## begin

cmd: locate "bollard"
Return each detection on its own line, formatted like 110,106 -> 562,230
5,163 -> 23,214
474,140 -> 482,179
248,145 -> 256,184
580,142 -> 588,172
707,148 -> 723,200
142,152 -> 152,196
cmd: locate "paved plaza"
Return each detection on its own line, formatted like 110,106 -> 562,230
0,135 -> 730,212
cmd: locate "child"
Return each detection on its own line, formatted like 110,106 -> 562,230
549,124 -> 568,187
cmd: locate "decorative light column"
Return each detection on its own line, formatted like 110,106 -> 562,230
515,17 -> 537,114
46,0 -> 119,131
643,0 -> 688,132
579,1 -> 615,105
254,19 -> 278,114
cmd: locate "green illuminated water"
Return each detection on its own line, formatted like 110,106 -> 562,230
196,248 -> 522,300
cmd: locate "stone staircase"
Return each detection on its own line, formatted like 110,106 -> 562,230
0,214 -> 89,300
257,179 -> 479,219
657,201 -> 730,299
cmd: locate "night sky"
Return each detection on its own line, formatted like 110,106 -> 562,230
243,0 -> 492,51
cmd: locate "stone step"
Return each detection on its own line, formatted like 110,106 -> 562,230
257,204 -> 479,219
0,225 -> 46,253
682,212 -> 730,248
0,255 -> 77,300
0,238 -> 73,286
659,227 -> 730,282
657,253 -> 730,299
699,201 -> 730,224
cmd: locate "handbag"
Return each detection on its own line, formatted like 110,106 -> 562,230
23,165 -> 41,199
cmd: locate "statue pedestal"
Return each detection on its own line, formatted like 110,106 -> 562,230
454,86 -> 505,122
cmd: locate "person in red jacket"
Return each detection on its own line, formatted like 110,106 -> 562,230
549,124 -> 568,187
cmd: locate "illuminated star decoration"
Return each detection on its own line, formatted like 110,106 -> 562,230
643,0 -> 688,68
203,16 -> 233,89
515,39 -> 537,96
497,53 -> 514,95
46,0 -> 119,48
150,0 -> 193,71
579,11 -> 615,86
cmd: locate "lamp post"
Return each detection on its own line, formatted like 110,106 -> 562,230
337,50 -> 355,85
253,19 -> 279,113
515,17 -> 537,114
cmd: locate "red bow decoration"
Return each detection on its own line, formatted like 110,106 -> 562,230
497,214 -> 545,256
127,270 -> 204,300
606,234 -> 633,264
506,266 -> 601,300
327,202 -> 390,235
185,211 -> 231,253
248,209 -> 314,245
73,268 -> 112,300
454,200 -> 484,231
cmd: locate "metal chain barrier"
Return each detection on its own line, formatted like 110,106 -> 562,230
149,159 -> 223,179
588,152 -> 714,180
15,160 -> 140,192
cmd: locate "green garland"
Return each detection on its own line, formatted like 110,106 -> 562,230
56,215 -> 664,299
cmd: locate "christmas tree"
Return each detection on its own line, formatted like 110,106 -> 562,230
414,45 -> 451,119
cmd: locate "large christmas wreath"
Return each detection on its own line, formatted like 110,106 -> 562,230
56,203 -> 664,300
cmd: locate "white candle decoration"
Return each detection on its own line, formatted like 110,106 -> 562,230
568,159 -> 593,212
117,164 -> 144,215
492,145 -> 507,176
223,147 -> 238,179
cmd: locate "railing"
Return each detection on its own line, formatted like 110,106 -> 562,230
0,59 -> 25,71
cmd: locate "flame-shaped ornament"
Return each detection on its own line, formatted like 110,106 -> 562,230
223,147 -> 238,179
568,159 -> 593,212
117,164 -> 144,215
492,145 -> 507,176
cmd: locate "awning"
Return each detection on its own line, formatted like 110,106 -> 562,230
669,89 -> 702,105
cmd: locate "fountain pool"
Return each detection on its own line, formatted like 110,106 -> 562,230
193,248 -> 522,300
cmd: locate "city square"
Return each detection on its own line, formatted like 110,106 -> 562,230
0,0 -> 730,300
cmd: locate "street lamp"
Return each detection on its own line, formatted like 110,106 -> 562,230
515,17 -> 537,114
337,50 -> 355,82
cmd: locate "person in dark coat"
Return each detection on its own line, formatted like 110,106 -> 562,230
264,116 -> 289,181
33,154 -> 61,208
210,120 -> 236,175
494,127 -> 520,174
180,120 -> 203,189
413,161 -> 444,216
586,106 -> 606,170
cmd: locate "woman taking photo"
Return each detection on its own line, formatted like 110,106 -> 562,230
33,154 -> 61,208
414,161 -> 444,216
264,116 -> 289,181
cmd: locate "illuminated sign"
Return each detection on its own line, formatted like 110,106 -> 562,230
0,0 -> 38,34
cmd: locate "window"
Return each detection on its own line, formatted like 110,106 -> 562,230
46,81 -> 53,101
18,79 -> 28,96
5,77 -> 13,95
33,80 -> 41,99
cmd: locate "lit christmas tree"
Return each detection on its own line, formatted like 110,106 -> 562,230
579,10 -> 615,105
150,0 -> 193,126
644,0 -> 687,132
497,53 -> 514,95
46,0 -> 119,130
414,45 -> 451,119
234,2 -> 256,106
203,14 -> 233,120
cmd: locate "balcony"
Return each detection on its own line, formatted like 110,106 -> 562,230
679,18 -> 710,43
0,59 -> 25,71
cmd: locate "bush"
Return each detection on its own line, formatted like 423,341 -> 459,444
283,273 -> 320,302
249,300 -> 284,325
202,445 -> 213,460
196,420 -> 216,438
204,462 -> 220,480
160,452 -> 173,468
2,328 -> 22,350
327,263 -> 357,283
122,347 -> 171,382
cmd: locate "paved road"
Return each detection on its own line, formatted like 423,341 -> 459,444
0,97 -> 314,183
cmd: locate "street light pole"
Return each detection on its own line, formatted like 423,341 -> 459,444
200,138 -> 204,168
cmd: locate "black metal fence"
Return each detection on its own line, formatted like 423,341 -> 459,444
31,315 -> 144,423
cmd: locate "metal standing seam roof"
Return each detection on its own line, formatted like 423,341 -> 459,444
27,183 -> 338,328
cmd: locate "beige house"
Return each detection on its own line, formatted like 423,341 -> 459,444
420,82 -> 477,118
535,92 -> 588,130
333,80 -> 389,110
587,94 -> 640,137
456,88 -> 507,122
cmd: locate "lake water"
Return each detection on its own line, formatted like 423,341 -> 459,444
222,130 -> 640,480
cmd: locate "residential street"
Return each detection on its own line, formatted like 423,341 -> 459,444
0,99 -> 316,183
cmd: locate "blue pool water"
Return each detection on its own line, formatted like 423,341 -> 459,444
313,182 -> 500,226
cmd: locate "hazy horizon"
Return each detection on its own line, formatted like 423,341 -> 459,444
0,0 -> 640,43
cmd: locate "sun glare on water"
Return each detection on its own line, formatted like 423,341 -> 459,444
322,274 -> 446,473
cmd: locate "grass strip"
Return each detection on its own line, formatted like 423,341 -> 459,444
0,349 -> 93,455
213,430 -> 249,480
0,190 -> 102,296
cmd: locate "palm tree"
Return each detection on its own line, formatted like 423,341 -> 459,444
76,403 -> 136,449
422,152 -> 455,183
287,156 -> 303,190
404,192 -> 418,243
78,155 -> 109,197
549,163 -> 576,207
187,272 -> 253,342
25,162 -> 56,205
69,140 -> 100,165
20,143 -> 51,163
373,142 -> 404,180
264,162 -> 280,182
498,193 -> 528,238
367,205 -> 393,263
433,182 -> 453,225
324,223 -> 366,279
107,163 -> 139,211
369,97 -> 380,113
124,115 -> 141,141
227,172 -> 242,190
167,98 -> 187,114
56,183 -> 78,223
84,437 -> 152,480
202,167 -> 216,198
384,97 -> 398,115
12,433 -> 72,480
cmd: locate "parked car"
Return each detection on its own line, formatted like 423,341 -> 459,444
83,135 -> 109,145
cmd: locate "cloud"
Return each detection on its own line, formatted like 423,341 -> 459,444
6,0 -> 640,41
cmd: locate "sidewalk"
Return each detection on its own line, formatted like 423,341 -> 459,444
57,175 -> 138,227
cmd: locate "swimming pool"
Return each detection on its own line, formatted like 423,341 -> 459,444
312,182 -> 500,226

## end
## begin

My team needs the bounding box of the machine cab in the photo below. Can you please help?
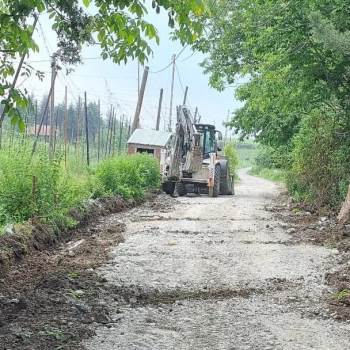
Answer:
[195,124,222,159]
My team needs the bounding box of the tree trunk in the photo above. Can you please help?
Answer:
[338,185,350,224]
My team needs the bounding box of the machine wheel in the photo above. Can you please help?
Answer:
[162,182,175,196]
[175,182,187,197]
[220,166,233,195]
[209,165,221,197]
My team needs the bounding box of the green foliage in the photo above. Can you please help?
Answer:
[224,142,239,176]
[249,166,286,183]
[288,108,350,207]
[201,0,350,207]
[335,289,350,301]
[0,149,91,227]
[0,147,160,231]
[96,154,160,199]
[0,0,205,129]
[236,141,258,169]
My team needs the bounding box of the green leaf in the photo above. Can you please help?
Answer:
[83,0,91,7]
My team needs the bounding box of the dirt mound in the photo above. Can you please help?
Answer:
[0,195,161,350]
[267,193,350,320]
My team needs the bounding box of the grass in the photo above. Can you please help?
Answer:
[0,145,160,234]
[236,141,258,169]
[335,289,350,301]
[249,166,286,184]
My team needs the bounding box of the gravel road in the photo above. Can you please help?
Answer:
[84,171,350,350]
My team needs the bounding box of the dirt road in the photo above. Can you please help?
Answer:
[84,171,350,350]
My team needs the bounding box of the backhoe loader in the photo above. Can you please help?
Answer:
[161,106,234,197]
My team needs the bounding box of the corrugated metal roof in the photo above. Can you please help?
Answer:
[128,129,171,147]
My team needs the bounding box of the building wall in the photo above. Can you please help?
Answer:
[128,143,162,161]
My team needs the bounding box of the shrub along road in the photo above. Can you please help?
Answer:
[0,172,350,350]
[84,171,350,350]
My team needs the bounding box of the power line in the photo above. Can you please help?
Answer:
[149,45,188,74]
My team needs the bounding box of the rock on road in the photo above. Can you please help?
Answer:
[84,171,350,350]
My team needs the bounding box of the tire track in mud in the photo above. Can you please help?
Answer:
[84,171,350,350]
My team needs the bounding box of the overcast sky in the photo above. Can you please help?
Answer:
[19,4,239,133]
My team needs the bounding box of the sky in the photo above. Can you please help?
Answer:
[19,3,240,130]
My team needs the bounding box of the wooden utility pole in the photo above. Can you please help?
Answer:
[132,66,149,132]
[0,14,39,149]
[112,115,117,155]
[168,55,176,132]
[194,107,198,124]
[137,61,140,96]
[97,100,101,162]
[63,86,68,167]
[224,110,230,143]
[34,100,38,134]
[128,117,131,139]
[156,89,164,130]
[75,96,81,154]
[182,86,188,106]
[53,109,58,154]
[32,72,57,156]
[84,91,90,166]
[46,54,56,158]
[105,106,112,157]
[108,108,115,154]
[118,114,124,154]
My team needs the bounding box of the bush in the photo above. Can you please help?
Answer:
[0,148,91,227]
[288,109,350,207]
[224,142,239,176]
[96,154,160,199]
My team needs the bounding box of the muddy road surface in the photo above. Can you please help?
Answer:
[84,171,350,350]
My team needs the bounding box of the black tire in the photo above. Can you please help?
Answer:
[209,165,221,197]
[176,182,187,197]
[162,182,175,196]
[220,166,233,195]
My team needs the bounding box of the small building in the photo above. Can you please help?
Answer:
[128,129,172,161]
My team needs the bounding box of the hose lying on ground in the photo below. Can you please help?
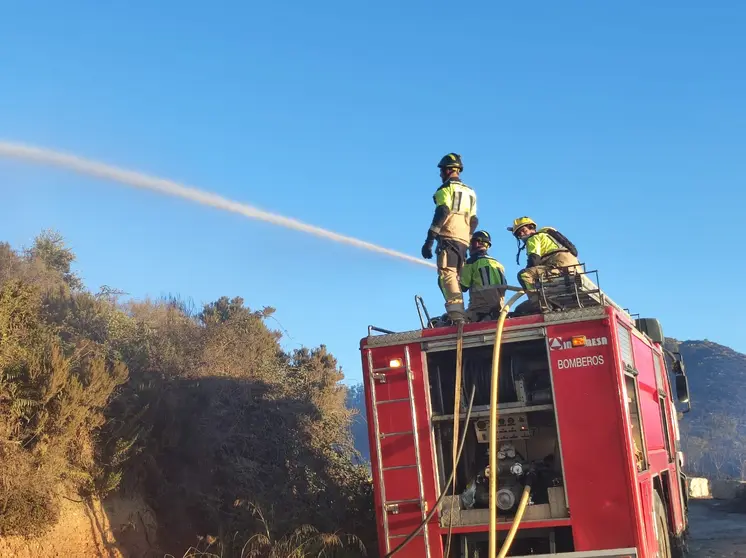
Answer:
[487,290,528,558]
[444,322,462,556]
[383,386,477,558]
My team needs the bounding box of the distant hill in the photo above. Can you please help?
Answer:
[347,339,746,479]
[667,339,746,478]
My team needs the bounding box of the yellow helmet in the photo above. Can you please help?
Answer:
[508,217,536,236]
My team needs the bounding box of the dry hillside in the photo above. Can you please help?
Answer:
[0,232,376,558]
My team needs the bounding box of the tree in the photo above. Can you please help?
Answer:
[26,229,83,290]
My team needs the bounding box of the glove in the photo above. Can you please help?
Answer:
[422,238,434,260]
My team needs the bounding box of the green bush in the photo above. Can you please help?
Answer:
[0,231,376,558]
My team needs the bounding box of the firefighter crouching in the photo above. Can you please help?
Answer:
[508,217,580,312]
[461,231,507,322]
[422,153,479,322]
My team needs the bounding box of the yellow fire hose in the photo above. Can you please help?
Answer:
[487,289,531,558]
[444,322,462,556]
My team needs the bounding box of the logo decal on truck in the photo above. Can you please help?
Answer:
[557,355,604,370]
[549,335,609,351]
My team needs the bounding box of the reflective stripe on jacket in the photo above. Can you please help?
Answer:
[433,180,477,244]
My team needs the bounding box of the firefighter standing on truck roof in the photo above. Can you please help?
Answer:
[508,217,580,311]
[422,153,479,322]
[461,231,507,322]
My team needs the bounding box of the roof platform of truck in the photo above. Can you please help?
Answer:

## end
## begin

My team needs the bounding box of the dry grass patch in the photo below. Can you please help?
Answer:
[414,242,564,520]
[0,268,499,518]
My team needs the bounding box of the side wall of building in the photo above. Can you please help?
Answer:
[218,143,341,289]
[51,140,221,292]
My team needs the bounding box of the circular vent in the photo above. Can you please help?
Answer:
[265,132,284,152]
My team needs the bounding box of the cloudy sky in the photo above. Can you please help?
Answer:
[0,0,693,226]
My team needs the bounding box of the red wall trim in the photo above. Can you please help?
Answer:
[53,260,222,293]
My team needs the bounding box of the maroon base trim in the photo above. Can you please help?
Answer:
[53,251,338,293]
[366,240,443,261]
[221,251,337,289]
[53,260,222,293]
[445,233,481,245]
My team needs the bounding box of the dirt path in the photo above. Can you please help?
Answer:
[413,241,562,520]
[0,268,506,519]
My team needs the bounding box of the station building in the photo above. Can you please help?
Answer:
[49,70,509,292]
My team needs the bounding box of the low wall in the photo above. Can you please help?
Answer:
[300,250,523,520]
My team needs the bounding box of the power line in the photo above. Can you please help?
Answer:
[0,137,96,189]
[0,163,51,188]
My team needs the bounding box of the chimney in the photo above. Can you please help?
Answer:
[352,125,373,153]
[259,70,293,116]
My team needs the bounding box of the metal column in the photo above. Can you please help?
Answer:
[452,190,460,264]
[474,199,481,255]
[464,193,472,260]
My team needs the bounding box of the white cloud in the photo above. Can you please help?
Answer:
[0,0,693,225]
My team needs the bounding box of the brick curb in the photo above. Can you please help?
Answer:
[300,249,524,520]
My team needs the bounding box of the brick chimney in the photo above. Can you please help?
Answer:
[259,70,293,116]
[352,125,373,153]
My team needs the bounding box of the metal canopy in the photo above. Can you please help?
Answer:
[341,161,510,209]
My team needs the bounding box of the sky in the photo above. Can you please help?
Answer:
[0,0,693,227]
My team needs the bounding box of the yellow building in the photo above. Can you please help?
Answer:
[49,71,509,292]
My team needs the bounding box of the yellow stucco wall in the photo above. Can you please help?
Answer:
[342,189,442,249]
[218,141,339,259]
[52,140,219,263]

## end

## WHAT YOU SHOULD DO
Count the lines in the rows above that contain the string "grass", treating uppercase and lowercase as different. Reply with the number alone.

## FULL RESPONSE
3